# Problem statement
Copy out the records in full, word for word, without pictures.

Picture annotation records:
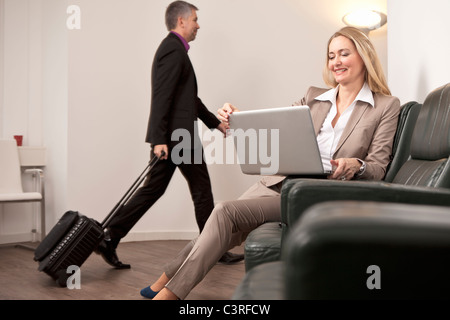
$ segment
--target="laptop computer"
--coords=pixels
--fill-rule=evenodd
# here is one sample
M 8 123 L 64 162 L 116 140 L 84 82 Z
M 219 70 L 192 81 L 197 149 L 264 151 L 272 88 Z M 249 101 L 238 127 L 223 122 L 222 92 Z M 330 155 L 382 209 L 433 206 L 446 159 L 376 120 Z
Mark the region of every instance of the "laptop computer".
M 255 175 L 328 175 L 308 106 L 241 111 L 230 115 L 241 170 Z

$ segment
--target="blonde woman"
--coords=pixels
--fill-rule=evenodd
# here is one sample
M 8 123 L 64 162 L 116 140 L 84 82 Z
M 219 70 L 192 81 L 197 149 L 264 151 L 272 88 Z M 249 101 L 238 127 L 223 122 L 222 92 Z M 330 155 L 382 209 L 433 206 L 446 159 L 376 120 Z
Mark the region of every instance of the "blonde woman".
M 324 81 L 331 89 L 311 87 L 298 103 L 311 109 L 329 179 L 381 180 L 392 152 L 400 102 L 389 88 L 369 38 L 355 28 L 336 32 L 327 46 Z M 239 110 L 226 103 L 218 118 Z M 200 236 L 167 265 L 161 277 L 141 290 L 154 299 L 184 299 L 224 252 L 269 221 L 281 220 L 283 177 L 265 177 L 235 201 L 218 204 Z

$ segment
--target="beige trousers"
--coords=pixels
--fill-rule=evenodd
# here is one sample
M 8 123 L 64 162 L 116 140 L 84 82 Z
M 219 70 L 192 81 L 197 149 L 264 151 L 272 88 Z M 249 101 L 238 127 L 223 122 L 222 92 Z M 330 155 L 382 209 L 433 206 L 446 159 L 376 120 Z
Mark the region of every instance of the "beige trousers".
M 265 222 L 281 221 L 280 187 L 258 182 L 238 200 L 219 203 L 202 233 L 180 251 L 166 268 L 166 287 L 184 299 L 222 255 L 240 245 Z

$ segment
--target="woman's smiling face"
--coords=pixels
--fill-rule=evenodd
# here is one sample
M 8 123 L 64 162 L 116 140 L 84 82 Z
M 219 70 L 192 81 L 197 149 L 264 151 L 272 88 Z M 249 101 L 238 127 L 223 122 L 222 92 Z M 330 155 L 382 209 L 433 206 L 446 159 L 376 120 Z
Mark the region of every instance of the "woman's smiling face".
M 328 69 L 341 85 L 364 83 L 366 67 L 353 42 L 339 36 L 330 42 L 328 48 Z

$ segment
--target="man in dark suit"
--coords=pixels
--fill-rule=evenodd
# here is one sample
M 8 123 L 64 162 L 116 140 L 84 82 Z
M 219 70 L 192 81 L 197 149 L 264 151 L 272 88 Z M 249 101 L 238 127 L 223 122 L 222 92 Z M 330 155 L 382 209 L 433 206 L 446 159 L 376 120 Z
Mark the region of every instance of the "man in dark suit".
M 195 39 L 200 28 L 197 10 L 192 4 L 175 1 L 166 11 L 170 33 L 153 60 L 152 102 L 146 137 L 152 147 L 150 157 L 158 157 L 160 161 L 150 170 L 144 185 L 111 220 L 106 239 L 98 248 L 105 261 L 117 269 L 130 267 L 117 257 L 120 240 L 164 194 L 177 167 L 188 182 L 200 232 L 214 208 L 211 182 L 196 129 L 197 119 L 210 129 L 217 128 L 225 133 L 226 128 L 197 96 L 197 80 L 188 56 L 188 43 Z M 182 141 L 173 138 L 178 134 Z M 242 259 L 242 255 L 227 252 L 222 262 Z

# Completed task
$ segment
--target="laptop computer"
--coords=pixels
--fill-rule=evenodd
# here is one sample
M 8 123 L 64 162 L 116 140 L 84 82 Z
M 219 70 L 192 81 L 197 149 L 264 151 L 272 88 Z M 249 101 L 238 127 L 223 122 L 222 92 Z M 330 155 L 382 209 L 433 206 L 446 159 L 376 120 Z
Mark the region of every instance of the "laptop computer".
M 255 175 L 328 175 L 308 106 L 241 111 L 230 115 L 241 170 Z

$ segment
--target="blonde woman"
--coords=pixels
--fill-rule=evenodd
# here is one sample
M 8 123 L 64 162 L 116 140 L 84 82 Z
M 219 70 L 192 81 L 197 149 L 264 151 L 272 88 Z M 249 101 L 238 127 L 223 122 L 222 92 Z M 330 155 L 382 209 L 433 206 L 446 159 L 376 120 Z
Mark the region of every instance of the "blonde woman".
M 324 81 L 331 89 L 311 87 L 298 103 L 311 109 L 329 179 L 381 180 L 392 152 L 400 102 L 389 88 L 369 38 L 355 28 L 336 32 L 327 46 Z M 239 110 L 226 103 L 218 118 Z M 200 236 L 167 265 L 161 277 L 141 290 L 154 299 L 184 299 L 224 252 L 269 221 L 281 220 L 283 177 L 265 177 L 235 201 L 218 204 Z

$ segment
--target="beige trousers"
--coords=pixels
--fill-rule=evenodd
# here is one sample
M 8 123 L 64 162 L 116 140 L 84 82 Z
M 219 70 L 192 81 L 197 149 L 264 151 L 272 88 Z M 249 101 L 238 127 L 223 122 L 222 92 Z M 330 155 L 382 209 L 433 206 L 446 159 L 376 120 Z
Mark the region of every instance of the "beige trousers".
M 265 222 L 281 221 L 280 187 L 258 182 L 238 200 L 219 203 L 202 233 L 180 251 L 166 268 L 166 287 L 184 299 L 222 255 L 240 245 Z

$ segment
--target="woman's smiling face"
--coords=pixels
--fill-rule=evenodd
# here is one sample
M 8 123 L 64 162 L 116 140 L 84 82 Z
M 219 70 L 192 81 L 197 149 L 264 151 L 272 88 Z M 249 101 L 238 127 L 223 122 L 222 92 Z M 330 155 L 382 209 L 433 206 L 446 159 L 376 120 Z
Mark the region of every instance of the "woman's smiling face".
M 328 69 L 341 85 L 364 83 L 366 67 L 353 42 L 339 36 L 330 42 L 328 48 Z

$ segment
--target="man in dark suit"
--coords=pixels
--fill-rule=evenodd
# here is one sample
M 8 123 L 64 162 L 116 140 L 84 82 Z
M 219 70 L 192 81 L 197 149 L 264 151 L 272 88 Z M 249 101 L 238 127 L 223 122 L 222 92 Z M 330 155 L 382 209 L 433 206 L 446 159 L 376 120 Z
Mark the region of every instance of the "man in dark suit".
M 195 39 L 200 28 L 197 10 L 192 4 L 175 1 L 166 11 L 170 33 L 153 60 L 152 102 L 146 137 L 152 147 L 150 157 L 158 157 L 160 161 L 150 170 L 144 185 L 111 220 L 106 239 L 98 248 L 105 261 L 117 269 L 130 267 L 117 257 L 120 240 L 164 194 L 177 167 L 188 182 L 200 232 L 214 208 L 211 182 L 196 129 L 197 119 L 210 129 L 217 128 L 225 133 L 226 128 L 197 96 L 197 80 L 188 56 L 188 43 Z M 182 141 L 173 138 L 178 134 Z M 242 259 L 242 255 L 227 252 L 222 262 Z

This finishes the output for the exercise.